Task to carry out: Once you find the line containing "positive clicks: (48, 154)" in the data below, copy it and each following line exactly, up to and including the line containing "positive clicks: (114, 283) (157, 296)", and nothing else.

Records from a collection:
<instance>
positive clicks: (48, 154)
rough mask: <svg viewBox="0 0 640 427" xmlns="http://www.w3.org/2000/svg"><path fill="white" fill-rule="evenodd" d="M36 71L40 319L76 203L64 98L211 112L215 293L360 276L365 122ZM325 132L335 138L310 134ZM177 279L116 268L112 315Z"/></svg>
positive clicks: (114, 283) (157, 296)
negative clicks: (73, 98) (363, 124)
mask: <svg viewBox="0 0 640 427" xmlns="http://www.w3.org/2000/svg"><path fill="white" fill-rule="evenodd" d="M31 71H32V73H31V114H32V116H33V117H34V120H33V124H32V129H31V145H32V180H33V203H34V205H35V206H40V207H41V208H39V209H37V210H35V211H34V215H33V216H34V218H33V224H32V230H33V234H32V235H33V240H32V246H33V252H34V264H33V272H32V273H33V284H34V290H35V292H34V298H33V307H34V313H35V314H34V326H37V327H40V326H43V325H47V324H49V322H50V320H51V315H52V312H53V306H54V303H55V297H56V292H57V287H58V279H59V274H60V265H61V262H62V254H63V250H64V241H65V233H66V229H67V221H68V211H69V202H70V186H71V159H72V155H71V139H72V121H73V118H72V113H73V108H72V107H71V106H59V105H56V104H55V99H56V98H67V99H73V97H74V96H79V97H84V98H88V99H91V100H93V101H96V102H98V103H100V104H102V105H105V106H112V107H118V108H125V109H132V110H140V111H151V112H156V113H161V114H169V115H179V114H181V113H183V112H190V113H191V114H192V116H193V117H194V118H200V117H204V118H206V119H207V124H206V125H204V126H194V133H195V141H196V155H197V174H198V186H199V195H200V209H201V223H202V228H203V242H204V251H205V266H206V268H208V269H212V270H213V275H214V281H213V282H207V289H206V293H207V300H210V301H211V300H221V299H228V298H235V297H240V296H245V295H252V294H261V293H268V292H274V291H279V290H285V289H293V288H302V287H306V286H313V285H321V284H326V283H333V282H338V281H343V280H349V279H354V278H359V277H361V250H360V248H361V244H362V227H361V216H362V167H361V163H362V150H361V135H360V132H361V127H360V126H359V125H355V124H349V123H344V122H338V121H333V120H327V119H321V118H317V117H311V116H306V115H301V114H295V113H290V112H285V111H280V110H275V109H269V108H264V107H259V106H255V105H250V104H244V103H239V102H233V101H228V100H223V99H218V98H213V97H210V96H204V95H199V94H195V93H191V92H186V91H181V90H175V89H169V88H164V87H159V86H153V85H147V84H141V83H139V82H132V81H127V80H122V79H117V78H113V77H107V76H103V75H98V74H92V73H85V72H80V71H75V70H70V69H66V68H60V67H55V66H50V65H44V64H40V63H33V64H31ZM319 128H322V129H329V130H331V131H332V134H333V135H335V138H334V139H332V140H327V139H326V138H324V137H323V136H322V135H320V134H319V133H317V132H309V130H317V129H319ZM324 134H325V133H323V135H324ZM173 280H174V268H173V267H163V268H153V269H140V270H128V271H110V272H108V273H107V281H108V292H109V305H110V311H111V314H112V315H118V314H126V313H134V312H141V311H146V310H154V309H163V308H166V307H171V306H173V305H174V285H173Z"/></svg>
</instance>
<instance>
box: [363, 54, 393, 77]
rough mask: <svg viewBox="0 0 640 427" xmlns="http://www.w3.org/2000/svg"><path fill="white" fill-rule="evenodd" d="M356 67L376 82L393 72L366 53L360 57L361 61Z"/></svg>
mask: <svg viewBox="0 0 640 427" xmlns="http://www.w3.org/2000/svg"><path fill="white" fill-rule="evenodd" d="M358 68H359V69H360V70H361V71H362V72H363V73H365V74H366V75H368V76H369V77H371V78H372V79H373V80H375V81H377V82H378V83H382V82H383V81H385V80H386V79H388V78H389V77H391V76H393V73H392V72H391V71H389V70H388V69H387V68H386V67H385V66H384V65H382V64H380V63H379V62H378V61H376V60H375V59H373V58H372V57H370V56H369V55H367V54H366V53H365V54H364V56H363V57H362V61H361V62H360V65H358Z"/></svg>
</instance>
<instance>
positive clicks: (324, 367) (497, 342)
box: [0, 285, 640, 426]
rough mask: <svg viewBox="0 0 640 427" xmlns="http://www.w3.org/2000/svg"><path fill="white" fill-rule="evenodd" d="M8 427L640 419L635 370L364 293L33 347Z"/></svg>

Answer:
positive clicks: (48, 154)
rough mask: <svg viewBox="0 0 640 427" xmlns="http://www.w3.org/2000/svg"><path fill="white" fill-rule="evenodd" d="M36 71L40 319L76 203L64 98L211 112L215 293L360 276L365 122ZM325 132L335 138L310 134ZM177 279L116 268L112 315Z"/></svg>
positive clicks: (114, 283) (157, 296)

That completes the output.